**DOCUMENT SECTION**
━━━━━━━━

Preoperative measures
Preoperative bathing
Preoperative bathing was recommended to patients by 67.1% (n=49) of clinicians, with the majority indicating standard soap as the agent of choice (54.9%, n=28). Chlorhexidine gluconate (CHG) soap, CHG cloths and other agents (Betadine, n=1; Hibiscrub, n=1; Octenisan, n=2; Stellisept, n=1) were recommended by 29.4% (n=15), 5.9% (n=3) and 9.8% (n=5), respectively. Reasons given for not advocating preoperative bathing include: not necessary (14.7%), a lack of evidence base (50.0%) and a lack of capacity to provide (23.5%). Four surgeons indicated that they used to recommend preoperative bathing but, as they now admit elective patients on the day of surgery, this is not possible.
Methicillin-resistant Staphylococcus aureus (MRSA) screening
Preoperative MRSA screening was practised by 93.3% (n=56) of vascular surgeons. Reasons for not screening patients included a lack of supportive evidence and a lack of staff or time resource capacity. For patients colonised with MRSA, the majority of responders provide treatment with both intranasal mupirocin and CHG body wash (66.1%, n=39). Intranasal mupirocin alone is used in 16.9% (n=10) and CHG body wash alone in 5.1% (n=3) of cases.
Surgical antibiotic prophylaxis (SAP)
The majority of surgeons use SAP for open abdominal aortic aneurysm (AAA) repair (95.5%, n=64), lower limb arterial disease (94.0%, n=63), major limb amputation (92.5%, n=62), endovascular aortic aneurysm repair (89.6%, n=59), carotid endarterectomy (89.6%, n=58) and minor limb amputation (77.6%, n=52) procedures. Antibiotic prophylaxis is used by less than one-third of surgeons in peritoneal dialysis catheter (26.9%, n=18), open venous (20.9%, n=13) and arteriovenous fistula (13.4%, n=7) procedures. This was a multiple response question; some respondents did not indicate use of antibiotics prior to open AAA repair, lower limb arterial disease or major limb amputation, which prevented these from reaching 100% use. SAP is given at incision by 21.3% (n=16) and within two hours preoperatively by 77.3% (n=58).
Hair removal
Only 13 responses were available for this question. Hair removal typically takes place in theatre (84.6%, n=11), with a clipper (100%, n=13). Reasons that necessitate this are to avoid hair in the closure site (84.5%), to facilitate postoperative dressings (58.6%) and for ease of skin preparation (55.2%). Only 1.7% (n=1) did not remove hair covering the incision site, although a reason was not specified.

━━━━━━━━

**TASK LIST**
**1.** According to the preoperative measures text, what share of vascular surgeons practised preoperative MRSA screening?
**2.** For each statement, say whether it agrees with the preoperative measures text, and quote the words that decide it: (a) Among clinicians who recommended preoperative bathing, most named standard soap as their agent of choice. (b) Hair removal was carried out with a razor. (c) Most surgeons give SAP within two hours before the operation.
The material after this point is separate from the preoperative measures text and unrelated to it.

[Records taken from a collection]
━━━━━━━━

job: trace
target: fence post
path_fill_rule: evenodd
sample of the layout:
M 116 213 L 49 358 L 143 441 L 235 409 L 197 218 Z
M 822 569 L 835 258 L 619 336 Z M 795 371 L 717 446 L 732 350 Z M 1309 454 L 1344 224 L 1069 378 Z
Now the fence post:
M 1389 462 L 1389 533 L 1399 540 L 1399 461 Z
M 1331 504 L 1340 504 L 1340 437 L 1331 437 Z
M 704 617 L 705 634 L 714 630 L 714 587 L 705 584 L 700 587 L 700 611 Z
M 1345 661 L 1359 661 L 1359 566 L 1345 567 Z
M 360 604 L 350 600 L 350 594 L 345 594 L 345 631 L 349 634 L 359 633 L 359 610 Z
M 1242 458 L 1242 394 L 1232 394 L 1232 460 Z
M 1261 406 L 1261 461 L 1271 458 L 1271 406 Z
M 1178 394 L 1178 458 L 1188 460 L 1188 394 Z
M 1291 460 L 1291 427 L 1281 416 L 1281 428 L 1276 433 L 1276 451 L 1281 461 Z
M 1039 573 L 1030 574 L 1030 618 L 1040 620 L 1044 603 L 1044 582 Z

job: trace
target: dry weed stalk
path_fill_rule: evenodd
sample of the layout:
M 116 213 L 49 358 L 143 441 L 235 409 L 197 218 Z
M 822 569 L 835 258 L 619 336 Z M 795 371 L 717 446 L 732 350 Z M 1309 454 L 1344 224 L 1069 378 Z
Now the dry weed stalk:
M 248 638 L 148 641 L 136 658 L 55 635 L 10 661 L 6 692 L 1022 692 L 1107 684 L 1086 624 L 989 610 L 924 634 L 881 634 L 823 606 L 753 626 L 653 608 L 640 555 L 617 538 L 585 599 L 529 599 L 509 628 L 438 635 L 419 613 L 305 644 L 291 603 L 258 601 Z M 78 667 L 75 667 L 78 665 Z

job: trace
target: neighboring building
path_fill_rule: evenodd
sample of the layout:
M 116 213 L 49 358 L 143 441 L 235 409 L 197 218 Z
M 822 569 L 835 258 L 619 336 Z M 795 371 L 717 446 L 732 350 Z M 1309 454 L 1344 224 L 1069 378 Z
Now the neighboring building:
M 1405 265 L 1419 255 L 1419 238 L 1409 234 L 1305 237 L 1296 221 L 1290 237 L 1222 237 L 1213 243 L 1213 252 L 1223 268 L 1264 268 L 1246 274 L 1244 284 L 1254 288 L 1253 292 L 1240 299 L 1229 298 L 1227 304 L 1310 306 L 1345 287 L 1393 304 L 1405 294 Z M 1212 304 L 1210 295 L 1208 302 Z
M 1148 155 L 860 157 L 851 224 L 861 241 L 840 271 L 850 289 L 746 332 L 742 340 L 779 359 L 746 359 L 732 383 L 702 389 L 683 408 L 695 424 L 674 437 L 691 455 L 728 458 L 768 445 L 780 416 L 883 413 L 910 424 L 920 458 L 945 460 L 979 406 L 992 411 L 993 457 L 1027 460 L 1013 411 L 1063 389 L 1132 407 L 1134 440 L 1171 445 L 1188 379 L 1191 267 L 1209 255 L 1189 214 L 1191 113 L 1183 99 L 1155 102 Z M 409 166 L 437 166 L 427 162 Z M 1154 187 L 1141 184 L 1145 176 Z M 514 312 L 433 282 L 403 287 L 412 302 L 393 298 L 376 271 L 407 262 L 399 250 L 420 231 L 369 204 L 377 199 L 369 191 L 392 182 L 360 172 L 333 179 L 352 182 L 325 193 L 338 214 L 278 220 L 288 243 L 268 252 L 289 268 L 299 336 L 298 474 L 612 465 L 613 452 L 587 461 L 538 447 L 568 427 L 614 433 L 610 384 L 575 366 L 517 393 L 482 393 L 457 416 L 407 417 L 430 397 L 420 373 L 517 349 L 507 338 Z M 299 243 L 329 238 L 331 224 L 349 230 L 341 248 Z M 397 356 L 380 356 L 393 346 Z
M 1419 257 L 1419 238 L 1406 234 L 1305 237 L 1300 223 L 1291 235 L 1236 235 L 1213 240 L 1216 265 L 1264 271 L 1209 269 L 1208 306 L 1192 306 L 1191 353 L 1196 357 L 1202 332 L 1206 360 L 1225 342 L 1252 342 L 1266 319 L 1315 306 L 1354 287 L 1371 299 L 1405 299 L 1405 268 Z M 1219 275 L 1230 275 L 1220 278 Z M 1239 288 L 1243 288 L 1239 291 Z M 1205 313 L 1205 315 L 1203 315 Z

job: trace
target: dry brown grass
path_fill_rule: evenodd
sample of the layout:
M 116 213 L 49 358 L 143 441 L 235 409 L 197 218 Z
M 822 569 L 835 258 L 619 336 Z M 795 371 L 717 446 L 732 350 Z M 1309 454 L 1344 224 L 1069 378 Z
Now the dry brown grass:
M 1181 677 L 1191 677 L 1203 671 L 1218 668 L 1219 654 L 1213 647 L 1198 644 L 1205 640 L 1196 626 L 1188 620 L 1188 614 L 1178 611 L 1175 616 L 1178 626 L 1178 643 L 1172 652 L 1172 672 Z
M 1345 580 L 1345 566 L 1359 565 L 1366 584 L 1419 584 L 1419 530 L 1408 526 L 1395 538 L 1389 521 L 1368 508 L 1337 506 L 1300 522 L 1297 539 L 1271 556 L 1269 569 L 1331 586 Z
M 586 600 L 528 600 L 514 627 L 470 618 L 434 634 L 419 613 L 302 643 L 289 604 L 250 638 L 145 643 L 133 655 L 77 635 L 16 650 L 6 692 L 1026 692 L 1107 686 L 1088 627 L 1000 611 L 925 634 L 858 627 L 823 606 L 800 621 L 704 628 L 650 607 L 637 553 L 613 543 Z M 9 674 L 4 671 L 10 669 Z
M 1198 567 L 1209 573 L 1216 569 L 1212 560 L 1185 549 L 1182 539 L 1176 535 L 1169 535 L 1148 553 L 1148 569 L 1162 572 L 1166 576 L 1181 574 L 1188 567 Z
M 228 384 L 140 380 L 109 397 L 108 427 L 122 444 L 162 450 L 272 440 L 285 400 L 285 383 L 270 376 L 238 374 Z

━━━━━━━━

**EXERCISE SOLUTIONS**
**1.** 93.3% (n=56) of vascular surgeons practised preoperative MRSA screening.

**2.**
(a) Yes: "with the majority indicating standard soap as the agent of choice (54.9%, n=28)."
(b) No: "with a clipper (100%, n=13)."
(c) Yes: "within two hours preoperatively by 77.3% (n=58)."